Exercise prompt: Your answer is the lines below, exactly, from the one that contains "box: [55, 323, 182, 419]" through the one that contains "rough mask: <svg", both included.

Source data:
>>>
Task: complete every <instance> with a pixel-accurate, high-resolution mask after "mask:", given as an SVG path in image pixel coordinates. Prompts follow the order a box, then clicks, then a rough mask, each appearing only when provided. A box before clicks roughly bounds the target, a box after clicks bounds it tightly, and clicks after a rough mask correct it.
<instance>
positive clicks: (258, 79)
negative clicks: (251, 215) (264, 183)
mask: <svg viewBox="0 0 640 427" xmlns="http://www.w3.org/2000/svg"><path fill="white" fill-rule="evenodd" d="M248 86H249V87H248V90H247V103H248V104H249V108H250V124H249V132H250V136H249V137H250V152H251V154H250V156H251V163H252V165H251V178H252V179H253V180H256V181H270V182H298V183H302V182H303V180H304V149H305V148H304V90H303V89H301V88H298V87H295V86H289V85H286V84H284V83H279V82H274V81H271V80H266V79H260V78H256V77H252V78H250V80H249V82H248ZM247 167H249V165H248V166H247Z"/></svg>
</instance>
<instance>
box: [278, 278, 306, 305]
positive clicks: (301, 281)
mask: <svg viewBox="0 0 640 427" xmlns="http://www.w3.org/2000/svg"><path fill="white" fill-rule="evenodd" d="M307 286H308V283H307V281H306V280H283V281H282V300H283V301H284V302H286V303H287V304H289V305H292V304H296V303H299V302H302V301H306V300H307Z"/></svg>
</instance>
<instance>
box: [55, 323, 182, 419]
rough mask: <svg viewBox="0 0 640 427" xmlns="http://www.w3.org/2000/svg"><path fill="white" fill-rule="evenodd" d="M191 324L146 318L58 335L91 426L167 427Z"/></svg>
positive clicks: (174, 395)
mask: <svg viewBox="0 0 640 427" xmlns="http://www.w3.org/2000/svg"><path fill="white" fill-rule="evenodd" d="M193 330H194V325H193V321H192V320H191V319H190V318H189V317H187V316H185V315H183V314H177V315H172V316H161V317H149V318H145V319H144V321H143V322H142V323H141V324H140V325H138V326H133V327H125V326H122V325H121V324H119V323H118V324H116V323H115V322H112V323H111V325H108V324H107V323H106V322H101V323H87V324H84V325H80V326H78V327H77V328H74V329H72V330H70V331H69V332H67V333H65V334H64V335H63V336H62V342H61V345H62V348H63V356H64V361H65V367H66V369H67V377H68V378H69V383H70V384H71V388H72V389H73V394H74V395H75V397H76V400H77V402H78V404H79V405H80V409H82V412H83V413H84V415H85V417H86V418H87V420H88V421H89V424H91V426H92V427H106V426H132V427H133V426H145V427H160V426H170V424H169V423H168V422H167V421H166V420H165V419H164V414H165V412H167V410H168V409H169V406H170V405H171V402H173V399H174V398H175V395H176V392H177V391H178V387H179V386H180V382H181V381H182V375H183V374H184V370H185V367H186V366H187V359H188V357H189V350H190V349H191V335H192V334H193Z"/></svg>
<<<
Answer box:
box: [55, 323, 182, 419]
rough mask: <svg viewBox="0 0 640 427" xmlns="http://www.w3.org/2000/svg"><path fill="white" fill-rule="evenodd" d="M191 324L146 318L58 335L91 426L167 427Z"/></svg>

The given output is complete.